**Extract provided:**
• Today was a great day. We had spaghetti for dinner and that is usually the girls favorite and they ask for seconds and thirds. Not today….

    I got my 10,000 steps in! Woohoo. 2 days in a row! I’m logging my food in My fitness pal. Cheers to keep on keeping on. Suddenly I’m reminded of “Aunt Janet” and walking on the beach before I had kids. Love you Aunt Janet! Thank you for being an inspiration!

    I’m going to put this here so I have to keep being accountable. I hope you dear readers don’t mind. I’m turning 40 this year. I’ve been saying my goal is to lose 40 lbs by age 40! Then as long as I get cleared by the ENT and the Endocrinologist we can start trying for baby number 4.. yeah the last one.. So there I said it. Lose weight and God willing one (two more if it’s twins haha) more baby:) It feels good to put that out in the world… now… can I do it?

    For sure.. I’m thinking of trying the Carnivore. But more realistically doing the under 50 carb diet. For a hot minute. I told Jace it means no cake or portillos .. EEK! I got this:)

    It’s not about vanity it’s about being like Aunt Janet. It’s about being around for my great grand kids. It’s about being able to run around after my kids! And catch the cat when she runs out the back door. Or chase the chickens hehe. It’s about being around and able to keep up with Jace when the kids are grown up and we can see the world. (Not only is he younger than me… have you seen him lately?💪)

**Actions to take:**
(1) Summarize the blog post about weight-loss goals in two sentences.
(2) Continue the blog post about weight-loss goals, picking up after its final sentence.

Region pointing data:
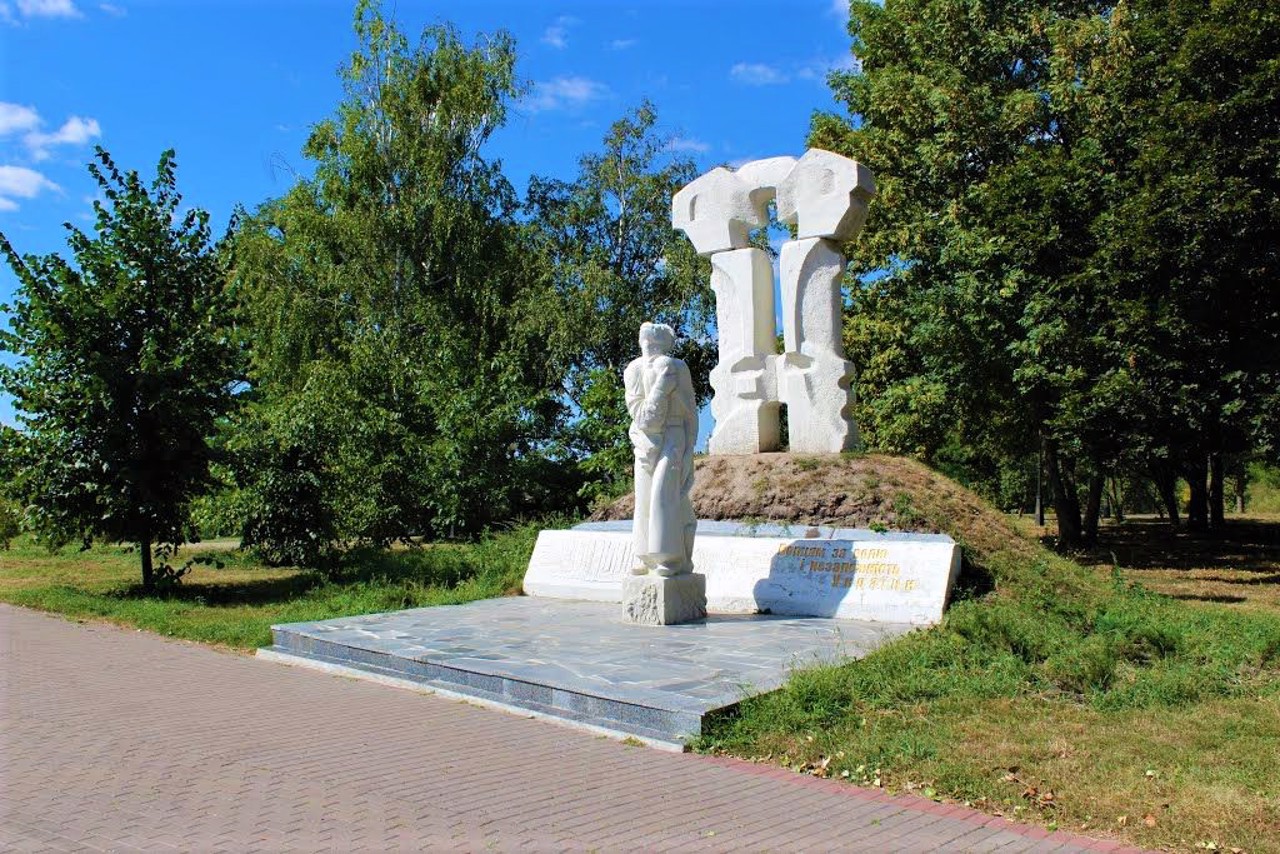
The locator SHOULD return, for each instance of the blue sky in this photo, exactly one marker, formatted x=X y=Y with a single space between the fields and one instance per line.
x=233 y=87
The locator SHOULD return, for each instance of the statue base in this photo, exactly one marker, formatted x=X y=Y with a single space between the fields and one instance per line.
x=657 y=601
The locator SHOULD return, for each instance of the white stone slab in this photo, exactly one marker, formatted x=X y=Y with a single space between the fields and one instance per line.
x=717 y=211
x=878 y=578
x=826 y=195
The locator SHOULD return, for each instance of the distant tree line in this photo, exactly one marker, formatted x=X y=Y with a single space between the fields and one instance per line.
x=398 y=347
x=1072 y=264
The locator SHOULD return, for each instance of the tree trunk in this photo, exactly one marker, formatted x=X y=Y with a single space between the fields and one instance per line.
x=1216 y=492
x=1116 y=502
x=1066 y=503
x=1197 y=507
x=1092 y=508
x=1166 y=484
x=149 y=576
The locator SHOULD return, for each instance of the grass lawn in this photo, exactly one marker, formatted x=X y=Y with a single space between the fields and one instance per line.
x=234 y=606
x=1132 y=693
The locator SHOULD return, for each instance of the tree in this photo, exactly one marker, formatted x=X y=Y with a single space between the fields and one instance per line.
x=124 y=364
x=1032 y=278
x=401 y=375
x=616 y=263
x=1192 y=234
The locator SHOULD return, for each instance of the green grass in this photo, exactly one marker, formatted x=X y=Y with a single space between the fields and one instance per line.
x=234 y=606
x=1051 y=698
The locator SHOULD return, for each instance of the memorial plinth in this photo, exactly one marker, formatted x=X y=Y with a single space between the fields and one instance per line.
x=657 y=601
x=851 y=574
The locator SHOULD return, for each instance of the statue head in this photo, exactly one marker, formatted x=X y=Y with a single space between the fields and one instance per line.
x=657 y=338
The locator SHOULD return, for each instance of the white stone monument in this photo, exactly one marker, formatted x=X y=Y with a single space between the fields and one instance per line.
x=824 y=197
x=750 y=569
x=662 y=588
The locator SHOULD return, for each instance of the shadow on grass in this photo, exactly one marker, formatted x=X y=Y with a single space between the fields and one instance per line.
x=1219 y=599
x=1252 y=546
x=444 y=566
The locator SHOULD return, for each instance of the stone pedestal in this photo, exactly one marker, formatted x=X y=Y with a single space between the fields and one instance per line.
x=657 y=601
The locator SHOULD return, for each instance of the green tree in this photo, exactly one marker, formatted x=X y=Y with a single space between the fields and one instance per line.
x=1192 y=236
x=1034 y=277
x=124 y=364
x=617 y=261
x=401 y=369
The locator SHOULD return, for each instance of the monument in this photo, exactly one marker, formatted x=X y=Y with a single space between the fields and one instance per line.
x=662 y=589
x=743 y=569
x=824 y=197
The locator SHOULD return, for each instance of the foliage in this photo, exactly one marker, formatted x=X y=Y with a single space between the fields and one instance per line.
x=126 y=362
x=1072 y=247
x=616 y=263
x=401 y=366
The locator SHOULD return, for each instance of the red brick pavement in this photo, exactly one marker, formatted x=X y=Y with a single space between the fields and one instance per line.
x=122 y=740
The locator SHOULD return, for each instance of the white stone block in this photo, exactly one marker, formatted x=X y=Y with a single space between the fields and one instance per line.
x=886 y=578
x=656 y=601
x=818 y=393
x=764 y=176
x=826 y=195
x=716 y=211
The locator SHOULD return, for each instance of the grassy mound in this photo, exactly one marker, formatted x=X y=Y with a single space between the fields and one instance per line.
x=1050 y=690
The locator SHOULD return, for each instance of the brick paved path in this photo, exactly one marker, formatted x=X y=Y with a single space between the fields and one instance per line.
x=120 y=740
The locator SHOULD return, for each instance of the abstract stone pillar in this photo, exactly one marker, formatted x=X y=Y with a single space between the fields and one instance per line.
x=743 y=405
x=813 y=378
x=824 y=196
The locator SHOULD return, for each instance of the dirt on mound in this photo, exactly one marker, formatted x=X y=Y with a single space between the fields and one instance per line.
x=842 y=491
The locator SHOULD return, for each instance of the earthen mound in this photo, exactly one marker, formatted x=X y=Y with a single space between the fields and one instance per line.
x=842 y=491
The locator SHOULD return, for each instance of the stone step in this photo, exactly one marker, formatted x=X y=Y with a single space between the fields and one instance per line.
x=579 y=661
x=648 y=722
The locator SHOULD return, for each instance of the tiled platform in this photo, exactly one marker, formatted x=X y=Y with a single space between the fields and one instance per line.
x=580 y=662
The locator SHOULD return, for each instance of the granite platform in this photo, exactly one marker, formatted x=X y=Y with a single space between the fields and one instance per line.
x=577 y=661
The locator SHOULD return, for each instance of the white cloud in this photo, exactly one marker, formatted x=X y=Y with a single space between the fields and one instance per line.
x=48 y=9
x=19 y=182
x=557 y=33
x=684 y=144
x=565 y=92
x=757 y=74
x=74 y=131
x=819 y=68
x=16 y=118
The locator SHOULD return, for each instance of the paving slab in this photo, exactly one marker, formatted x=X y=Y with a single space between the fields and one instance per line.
x=113 y=739
x=580 y=662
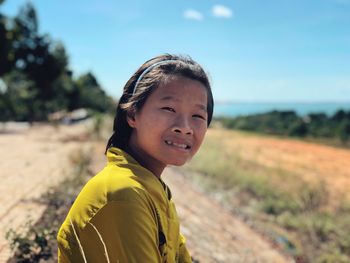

**Exercise answers:**
(1) The writer hit 10,000 steps for a second day in a row, is logging food in My fitness pal, and calls Aunt Janet an inspiration. Turning 40 this year, the writer aims to lose 40 lbs by age 40, plans to try an under-50-carb diet, and hopes to try for a fourth baby if cleared by the ENT and the Endocrinologist, saying the goal is about health and keeping up with family rather than vanity.

(2)
    I can do ALL things through Christ who strengthens me 🙂

    Love Drea

  • Why do I cook?

    I really do want to do it all but:

    I look at my sweet little guy eating his bites of dinner and nothing else matters. The table full of left over taco mess and the floor. Yeah I’ll get to it.. eventually

    I am laying down with Piper frustrated because she won’t go to sleep after an hour of trying. Then she finally snuggles in and figures out its bedtime. Just watching her fall asleep makes my heart melt.

    I do want to do a lot of things. Or dream of big things. But really in the moment. I’m just working on enjoying the everyday life. Me trying to figure out how to blow up the kids little pool because its finally almost 90 in Illinois. (That was hilarious btw well now it’s funny when I was living it I was quite frustrated actually.

    I’ve come to the conclusion that the important things really are being here for my family so its time to take care of myself. I need to stop eating so much junk. There are people who wish they could lose 10lbs to fit in a swimsuit for summer. Not me. I’m the biggest I’ve every been my whole life besides when I was pregnant. I don’t like feeling like this. Who would? Will I make it to the gym 5 days a week? Unlikely -I don’t really want my kids there that much. But I can go 3 times at least. I can get my 10,000 steps in everyday. I was doing 8000 so what’s an extra 2000? Jace and I went for a nice walk around the barn and I finished it up today. That was refreshing. I was proud of myself. Now I just need to keep it up and do it again and again.

    But let’s circle back to this cooking thing. A lot of days my kids eat frozen protein pancakes for breakfast and most days peanut butter and jelly for lunch. Dinner… is hit or miss. I’ve been trying to include at least one thing I know they will eat. But again who knows? Sometimes I figure they’re absolutely going to eat their mac & cheese and then they just leave it on their plates 🤦‍♀️ So I try a different recipe. Or try to let then help me cook so they will want to eat. But some nights I still find myself wondering.. why do I cook?

  • I want to do it all

    I really do want to do it all.

    I want to take care of my kids.

    I want to play with them I want to teach them.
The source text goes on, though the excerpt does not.